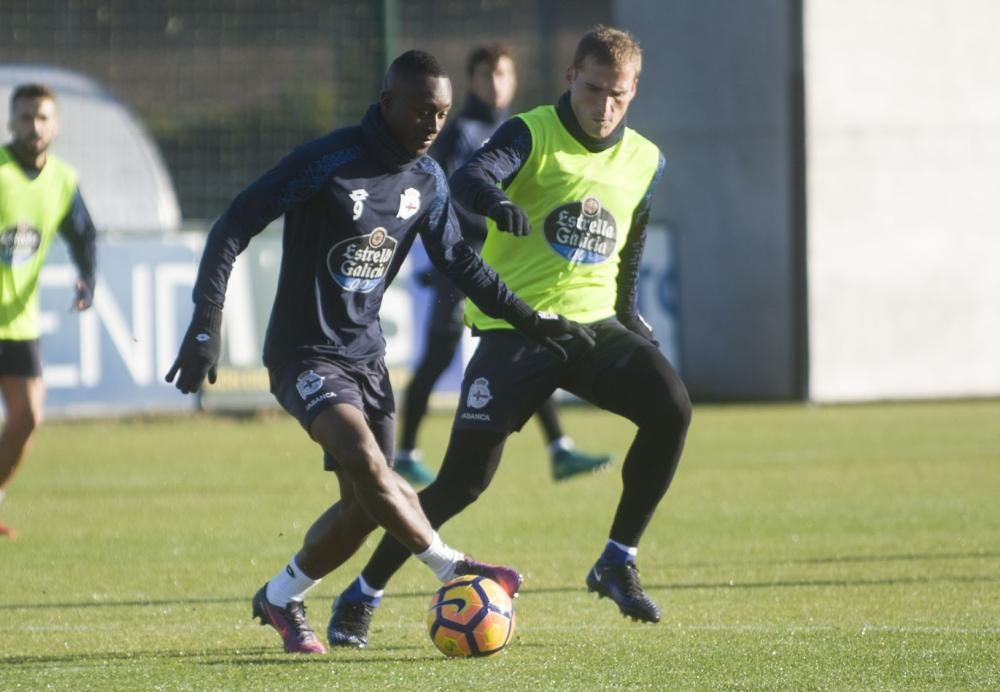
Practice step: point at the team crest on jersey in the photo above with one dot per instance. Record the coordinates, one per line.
(19, 243)
(479, 393)
(409, 203)
(308, 383)
(583, 232)
(360, 263)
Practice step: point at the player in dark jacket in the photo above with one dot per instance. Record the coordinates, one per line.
(492, 82)
(353, 202)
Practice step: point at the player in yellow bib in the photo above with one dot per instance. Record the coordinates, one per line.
(566, 190)
(39, 198)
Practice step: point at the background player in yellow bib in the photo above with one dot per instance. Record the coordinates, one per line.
(39, 198)
(566, 190)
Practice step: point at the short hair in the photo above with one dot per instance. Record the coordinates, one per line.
(489, 53)
(609, 46)
(414, 64)
(31, 91)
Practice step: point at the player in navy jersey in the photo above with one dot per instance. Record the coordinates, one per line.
(353, 203)
(567, 189)
(492, 81)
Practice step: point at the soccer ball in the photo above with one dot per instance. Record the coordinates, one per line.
(471, 616)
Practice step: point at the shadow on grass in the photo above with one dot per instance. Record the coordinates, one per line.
(730, 584)
(252, 656)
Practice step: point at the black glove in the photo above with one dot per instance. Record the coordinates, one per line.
(565, 338)
(199, 352)
(510, 217)
(425, 277)
(637, 324)
(83, 296)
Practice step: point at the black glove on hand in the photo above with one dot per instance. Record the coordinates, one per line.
(83, 296)
(565, 338)
(199, 352)
(510, 217)
(425, 278)
(637, 324)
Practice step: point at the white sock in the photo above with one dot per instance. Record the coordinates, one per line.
(562, 444)
(290, 584)
(368, 590)
(440, 558)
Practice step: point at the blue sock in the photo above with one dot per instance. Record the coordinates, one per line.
(616, 553)
(359, 590)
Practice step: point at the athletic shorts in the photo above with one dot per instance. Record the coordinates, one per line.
(447, 311)
(510, 376)
(307, 387)
(20, 358)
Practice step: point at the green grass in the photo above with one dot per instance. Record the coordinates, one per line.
(799, 548)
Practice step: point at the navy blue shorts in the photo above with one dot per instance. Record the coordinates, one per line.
(20, 358)
(307, 387)
(510, 376)
(447, 307)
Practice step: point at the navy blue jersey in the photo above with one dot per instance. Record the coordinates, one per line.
(353, 203)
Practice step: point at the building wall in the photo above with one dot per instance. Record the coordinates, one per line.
(716, 95)
(903, 115)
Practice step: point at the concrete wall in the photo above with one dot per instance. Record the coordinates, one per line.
(903, 104)
(715, 94)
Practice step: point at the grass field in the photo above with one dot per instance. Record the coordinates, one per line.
(799, 548)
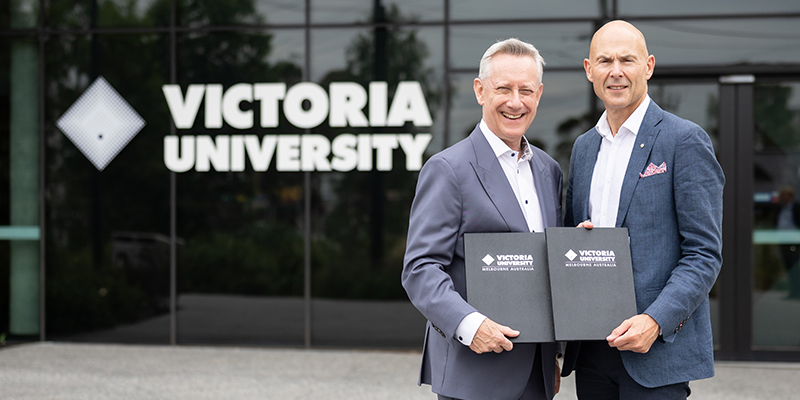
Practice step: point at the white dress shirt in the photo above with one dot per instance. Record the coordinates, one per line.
(520, 177)
(612, 162)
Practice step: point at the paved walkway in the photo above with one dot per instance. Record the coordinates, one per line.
(64, 371)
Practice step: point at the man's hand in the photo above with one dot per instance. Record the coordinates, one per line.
(636, 334)
(558, 378)
(492, 337)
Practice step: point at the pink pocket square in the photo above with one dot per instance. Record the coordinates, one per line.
(652, 169)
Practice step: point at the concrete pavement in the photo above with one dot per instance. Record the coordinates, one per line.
(93, 371)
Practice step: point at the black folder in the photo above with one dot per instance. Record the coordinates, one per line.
(508, 282)
(591, 276)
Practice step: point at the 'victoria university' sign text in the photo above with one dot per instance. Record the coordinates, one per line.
(343, 105)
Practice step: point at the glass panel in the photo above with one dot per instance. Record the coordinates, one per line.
(351, 11)
(197, 13)
(711, 42)
(5, 117)
(19, 14)
(519, 9)
(776, 236)
(77, 14)
(361, 216)
(697, 103)
(240, 276)
(107, 260)
(690, 8)
(561, 45)
(563, 112)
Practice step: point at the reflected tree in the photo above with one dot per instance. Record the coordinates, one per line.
(365, 224)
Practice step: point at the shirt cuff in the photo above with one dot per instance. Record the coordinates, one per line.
(468, 327)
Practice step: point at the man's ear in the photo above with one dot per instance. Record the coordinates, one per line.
(588, 67)
(477, 86)
(651, 65)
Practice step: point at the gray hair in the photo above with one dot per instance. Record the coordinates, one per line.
(514, 47)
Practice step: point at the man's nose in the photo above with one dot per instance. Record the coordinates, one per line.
(515, 100)
(616, 68)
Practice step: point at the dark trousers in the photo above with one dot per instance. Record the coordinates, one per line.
(534, 390)
(600, 375)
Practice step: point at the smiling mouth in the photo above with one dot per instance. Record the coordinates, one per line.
(512, 116)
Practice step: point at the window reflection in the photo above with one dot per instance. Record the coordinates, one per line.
(690, 7)
(562, 45)
(776, 236)
(715, 42)
(351, 11)
(478, 9)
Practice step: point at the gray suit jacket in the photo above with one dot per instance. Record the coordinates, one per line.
(464, 189)
(674, 220)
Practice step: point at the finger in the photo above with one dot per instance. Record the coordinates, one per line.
(586, 224)
(506, 345)
(506, 331)
(620, 330)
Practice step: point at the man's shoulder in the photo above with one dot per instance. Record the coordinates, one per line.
(461, 151)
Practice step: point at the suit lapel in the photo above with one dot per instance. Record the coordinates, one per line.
(495, 183)
(648, 132)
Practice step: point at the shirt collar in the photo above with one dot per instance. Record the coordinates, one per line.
(632, 124)
(500, 148)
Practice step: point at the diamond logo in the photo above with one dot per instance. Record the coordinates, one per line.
(571, 255)
(100, 123)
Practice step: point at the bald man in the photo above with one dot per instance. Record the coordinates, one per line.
(656, 174)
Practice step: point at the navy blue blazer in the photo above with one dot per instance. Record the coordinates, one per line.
(674, 219)
(460, 190)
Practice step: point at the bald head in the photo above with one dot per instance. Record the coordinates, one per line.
(619, 67)
(619, 32)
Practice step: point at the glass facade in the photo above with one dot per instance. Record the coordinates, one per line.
(247, 174)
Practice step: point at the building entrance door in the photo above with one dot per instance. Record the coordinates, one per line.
(759, 149)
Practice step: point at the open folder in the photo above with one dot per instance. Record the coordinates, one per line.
(562, 285)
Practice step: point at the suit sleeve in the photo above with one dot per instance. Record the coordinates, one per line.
(434, 226)
(697, 184)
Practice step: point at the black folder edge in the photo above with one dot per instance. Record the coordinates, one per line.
(536, 329)
(577, 303)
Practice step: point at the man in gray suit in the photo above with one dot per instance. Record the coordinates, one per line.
(492, 181)
(656, 174)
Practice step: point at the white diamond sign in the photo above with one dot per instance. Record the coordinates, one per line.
(100, 123)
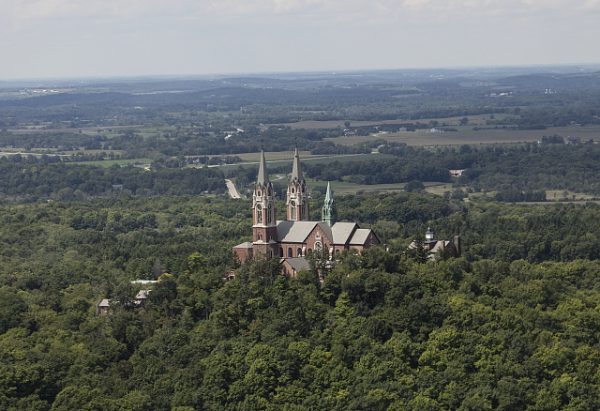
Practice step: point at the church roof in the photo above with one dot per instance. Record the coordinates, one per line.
(247, 244)
(294, 231)
(342, 231)
(298, 231)
(263, 176)
(360, 236)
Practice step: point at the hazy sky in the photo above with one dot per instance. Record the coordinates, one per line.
(80, 38)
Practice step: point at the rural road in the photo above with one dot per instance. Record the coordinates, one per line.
(233, 193)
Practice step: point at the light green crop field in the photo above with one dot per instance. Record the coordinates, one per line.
(272, 155)
(143, 162)
(477, 120)
(466, 135)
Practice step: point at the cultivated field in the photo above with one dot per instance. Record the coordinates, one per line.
(478, 120)
(466, 135)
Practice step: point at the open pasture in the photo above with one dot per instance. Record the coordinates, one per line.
(466, 135)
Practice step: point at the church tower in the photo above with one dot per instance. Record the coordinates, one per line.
(297, 198)
(328, 214)
(264, 225)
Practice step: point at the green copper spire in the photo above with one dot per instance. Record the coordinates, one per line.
(296, 170)
(328, 211)
(263, 177)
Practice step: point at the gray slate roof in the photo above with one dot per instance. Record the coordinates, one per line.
(360, 236)
(298, 231)
(342, 231)
(247, 244)
(298, 263)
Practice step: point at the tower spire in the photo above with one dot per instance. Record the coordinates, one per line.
(263, 176)
(328, 211)
(296, 169)
(297, 197)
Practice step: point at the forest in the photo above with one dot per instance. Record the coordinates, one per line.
(512, 324)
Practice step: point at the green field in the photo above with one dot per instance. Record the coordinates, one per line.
(285, 157)
(466, 135)
(478, 120)
(122, 162)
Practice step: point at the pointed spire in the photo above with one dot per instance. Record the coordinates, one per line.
(328, 213)
(263, 177)
(328, 193)
(296, 170)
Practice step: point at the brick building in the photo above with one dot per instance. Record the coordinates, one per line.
(297, 236)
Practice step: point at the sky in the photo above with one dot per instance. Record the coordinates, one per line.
(105, 38)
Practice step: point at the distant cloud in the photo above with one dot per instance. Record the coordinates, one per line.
(43, 9)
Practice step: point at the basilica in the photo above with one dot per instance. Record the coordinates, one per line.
(297, 236)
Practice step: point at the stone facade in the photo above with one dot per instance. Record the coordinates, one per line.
(297, 236)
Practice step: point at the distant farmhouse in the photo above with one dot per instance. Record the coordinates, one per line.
(435, 248)
(295, 238)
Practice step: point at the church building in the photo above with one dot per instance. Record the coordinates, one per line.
(297, 236)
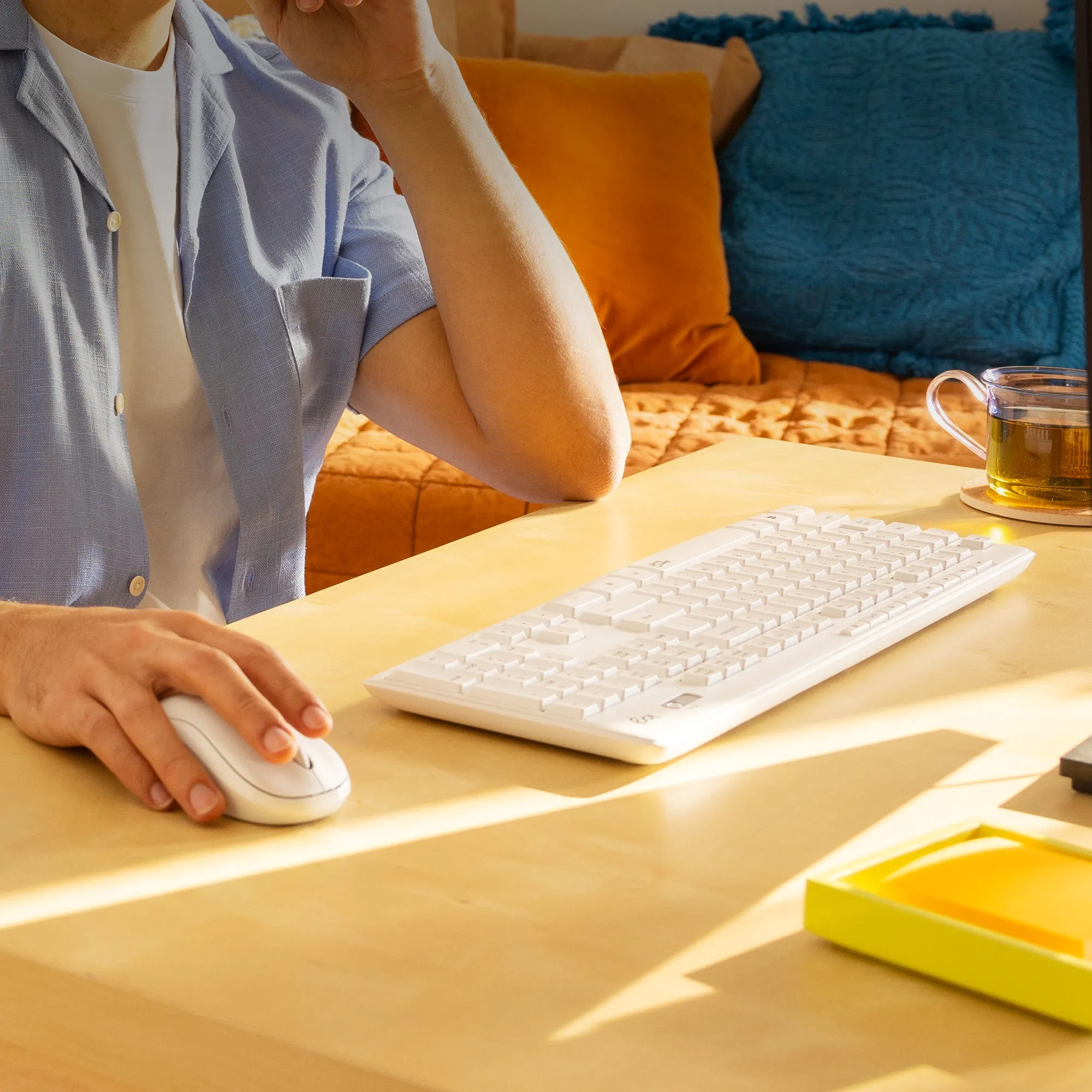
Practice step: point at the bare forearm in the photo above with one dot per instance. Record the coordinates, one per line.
(525, 341)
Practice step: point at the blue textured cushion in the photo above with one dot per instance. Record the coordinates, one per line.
(908, 200)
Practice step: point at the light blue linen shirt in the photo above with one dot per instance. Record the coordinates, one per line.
(298, 257)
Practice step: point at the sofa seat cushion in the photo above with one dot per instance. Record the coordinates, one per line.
(379, 501)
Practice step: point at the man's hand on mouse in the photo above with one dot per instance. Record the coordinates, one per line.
(93, 678)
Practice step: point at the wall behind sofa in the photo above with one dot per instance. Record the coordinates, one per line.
(633, 17)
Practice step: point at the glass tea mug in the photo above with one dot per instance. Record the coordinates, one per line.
(1037, 448)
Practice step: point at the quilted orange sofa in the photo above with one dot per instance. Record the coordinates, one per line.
(379, 501)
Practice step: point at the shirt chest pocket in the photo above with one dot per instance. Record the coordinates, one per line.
(325, 319)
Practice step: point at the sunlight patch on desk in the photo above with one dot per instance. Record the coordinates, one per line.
(919, 1079)
(978, 789)
(998, 715)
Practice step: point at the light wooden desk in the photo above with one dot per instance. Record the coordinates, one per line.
(490, 916)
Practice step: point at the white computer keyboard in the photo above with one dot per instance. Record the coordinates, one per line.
(656, 659)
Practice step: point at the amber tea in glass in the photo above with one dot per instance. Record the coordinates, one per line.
(1037, 448)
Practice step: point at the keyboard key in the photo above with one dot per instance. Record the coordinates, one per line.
(577, 708)
(745, 556)
(780, 585)
(542, 667)
(942, 537)
(507, 634)
(763, 647)
(953, 555)
(667, 667)
(619, 685)
(471, 647)
(623, 659)
(523, 676)
(618, 608)
(874, 566)
(863, 526)
(797, 512)
(574, 604)
(703, 597)
(640, 675)
(611, 586)
(501, 661)
(563, 635)
(686, 627)
(706, 675)
(846, 556)
(436, 680)
(803, 553)
(840, 610)
(704, 646)
(638, 575)
(695, 577)
(757, 528)
(716, 613)
(861, 576)
(913, 574)
(520, 699)
(833, 587)
(731, 664)
(779, 520)
(773, 611)
(563, 686)
(441, 659)
(646, 646)
(603, 667)
(862, 599)
(686, 554)
(542, 619)
(948, 579)
(730, 637)
(607, 695)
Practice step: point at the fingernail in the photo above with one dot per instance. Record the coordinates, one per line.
(317, 719)
(204, 800)
(277, 741)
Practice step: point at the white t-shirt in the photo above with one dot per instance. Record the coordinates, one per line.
(182, 481)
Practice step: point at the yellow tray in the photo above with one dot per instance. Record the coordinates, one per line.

════

### WORK TO COMPLETE:
Restate the final lines of the listing above word for word, beginning at the line that contains "Practice step: point at the shirt chest".

### RESULT OF THE EXERCISE:
Practice step: point at the shirt chest pocket in the photo above with one dot per instance. Record the coordinates, one per line.
(325, 319)
Practice step: point at the sunlight patch on desk in the photo above with one dot per instance. Record the coordinates, one per line.
(919, 1079)
(978, 789)
(998, 715)
Practice step: point at the light wooden desk in the photo above with one dot per instance. Record the coordinates, one per line.
(490, 916)
Practice step: point at the white computer keyboard in the photo above with one dot per instance. Record the coordinates, one per line.
(656, 659)
Practice step: point at the amber tea in glass in the photo above with one dot per instance. Record the coordinates, one per line.
(1037, 448)
Practice step: point at the keyboard key in the photo above with one dot per instance. Record the coordinates, one per line.
(577, 708)
(745, 556)
(780, 585)
(542, 667)
(942, 537)
(507, 634)
(763, 647)
(953, 555)
(667, 667)
(619, 685)
(471, 647)
(623, 659)
(523, 676)
(618, 608)
(874, 566)
(863, 526)
(797, 512)
(574, 604)
(703, 597)
(640, 675)
(611, 586)
(501, 661)
(563, 635)
(686, 627)
(706, 675)
(846, 556)
(436, 680)
(803, 553)
(840, 610)
(704, 646)
(638, 575)
(695, 577)
(757, 528)
(716, 613)
(861, 576)
(913, 574)
(520, 699)
(833, 587)
(731, 664)
(779, 520)
(773, 611)
(563, 686)
(441, 659)
(646, 646)
(603, 667)
(862, 599)
(686, 554)
(542, 619)
(948, 579)
(730, 637)
(607, 695)
Practice step: point at the fingernail in the photo above with one dot per instance. Record the coordinates, one per line.
(317, 719)
(204, 800)
(277, 741)
Practice step: point at the white t-shirt in the photo above with one dot per instance. Record the coordinates, one per line.
(182, 481)
Practice step: point at the yellow tray in the photo above with one dot per instance. Record the coordinates, one per line.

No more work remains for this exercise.